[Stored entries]

※

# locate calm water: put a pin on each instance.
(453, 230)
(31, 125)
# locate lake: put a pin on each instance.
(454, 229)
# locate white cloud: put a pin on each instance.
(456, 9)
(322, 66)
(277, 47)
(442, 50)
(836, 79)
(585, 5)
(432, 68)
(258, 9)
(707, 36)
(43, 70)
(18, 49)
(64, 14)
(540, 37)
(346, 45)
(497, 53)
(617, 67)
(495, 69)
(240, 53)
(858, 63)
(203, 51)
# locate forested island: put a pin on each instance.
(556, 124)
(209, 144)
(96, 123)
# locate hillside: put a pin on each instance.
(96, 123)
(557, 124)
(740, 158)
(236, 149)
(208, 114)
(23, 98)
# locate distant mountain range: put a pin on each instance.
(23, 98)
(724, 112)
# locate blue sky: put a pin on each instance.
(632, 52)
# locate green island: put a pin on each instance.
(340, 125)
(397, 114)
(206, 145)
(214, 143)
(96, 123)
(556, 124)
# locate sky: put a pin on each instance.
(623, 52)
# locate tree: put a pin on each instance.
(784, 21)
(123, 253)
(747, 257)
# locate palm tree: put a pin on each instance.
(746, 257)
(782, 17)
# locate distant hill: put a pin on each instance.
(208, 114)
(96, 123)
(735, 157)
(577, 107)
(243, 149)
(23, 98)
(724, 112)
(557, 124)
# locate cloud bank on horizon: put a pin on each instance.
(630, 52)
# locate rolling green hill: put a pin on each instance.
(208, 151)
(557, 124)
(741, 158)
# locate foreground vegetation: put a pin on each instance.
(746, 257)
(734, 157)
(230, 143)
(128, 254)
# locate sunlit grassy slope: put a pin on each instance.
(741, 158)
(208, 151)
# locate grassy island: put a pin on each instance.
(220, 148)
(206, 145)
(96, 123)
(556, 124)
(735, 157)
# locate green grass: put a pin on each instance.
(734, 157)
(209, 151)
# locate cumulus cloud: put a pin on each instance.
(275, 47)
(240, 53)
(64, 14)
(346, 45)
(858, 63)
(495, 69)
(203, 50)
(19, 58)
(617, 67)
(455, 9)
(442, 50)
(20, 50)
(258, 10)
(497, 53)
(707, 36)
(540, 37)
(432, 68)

※

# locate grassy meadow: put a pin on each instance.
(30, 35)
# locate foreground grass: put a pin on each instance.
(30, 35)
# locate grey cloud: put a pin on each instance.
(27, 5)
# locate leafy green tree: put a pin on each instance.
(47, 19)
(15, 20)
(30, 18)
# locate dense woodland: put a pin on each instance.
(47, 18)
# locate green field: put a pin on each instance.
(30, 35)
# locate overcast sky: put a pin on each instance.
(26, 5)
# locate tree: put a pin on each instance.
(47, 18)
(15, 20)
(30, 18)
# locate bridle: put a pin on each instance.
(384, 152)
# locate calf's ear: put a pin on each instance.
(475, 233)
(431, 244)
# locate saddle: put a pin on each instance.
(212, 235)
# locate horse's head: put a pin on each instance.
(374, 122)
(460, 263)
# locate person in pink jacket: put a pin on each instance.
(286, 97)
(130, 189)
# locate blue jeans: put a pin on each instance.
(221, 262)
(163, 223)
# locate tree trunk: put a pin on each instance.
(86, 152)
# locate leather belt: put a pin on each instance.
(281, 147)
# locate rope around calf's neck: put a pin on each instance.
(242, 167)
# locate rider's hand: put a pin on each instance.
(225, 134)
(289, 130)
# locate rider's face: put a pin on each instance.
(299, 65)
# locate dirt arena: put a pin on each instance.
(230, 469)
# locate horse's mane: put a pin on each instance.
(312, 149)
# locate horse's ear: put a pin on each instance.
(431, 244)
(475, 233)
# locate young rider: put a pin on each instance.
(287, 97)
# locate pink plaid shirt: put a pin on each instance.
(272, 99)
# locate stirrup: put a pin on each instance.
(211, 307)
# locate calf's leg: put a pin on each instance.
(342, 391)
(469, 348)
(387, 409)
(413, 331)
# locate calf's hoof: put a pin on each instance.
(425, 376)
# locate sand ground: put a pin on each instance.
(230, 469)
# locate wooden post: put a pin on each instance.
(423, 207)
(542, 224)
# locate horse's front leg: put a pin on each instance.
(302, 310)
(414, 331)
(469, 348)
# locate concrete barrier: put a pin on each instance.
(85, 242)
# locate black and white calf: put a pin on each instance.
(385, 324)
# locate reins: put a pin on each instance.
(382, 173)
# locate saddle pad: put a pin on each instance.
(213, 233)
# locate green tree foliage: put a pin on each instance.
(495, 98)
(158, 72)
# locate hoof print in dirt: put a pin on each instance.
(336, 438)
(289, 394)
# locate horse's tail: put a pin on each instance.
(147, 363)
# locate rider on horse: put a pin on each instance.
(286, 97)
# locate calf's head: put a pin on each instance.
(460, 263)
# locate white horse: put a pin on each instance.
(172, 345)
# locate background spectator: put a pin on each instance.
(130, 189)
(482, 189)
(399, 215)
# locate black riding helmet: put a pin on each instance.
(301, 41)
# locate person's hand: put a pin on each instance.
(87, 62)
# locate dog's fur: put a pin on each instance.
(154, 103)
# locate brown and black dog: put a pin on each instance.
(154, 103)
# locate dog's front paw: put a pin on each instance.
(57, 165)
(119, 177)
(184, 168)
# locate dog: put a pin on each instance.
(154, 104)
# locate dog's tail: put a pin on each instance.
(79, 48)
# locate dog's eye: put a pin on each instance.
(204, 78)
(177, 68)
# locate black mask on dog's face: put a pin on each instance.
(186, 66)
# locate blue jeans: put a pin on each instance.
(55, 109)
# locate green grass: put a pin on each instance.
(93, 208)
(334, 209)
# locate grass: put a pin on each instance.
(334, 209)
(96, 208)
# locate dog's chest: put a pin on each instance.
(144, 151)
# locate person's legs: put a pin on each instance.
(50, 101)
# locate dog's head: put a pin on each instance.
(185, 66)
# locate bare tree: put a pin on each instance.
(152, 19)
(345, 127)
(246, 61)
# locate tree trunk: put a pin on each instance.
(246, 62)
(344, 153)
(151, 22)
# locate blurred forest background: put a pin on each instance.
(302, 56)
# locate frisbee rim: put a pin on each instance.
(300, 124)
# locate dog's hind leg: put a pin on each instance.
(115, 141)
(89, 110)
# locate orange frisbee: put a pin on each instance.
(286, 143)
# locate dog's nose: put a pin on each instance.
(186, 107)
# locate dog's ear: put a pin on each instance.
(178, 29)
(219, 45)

※

REQUIRED WORK
How many lines of the material above contain the string "pink"? Case matters. Reply with the number only.

IN RESPONSE
2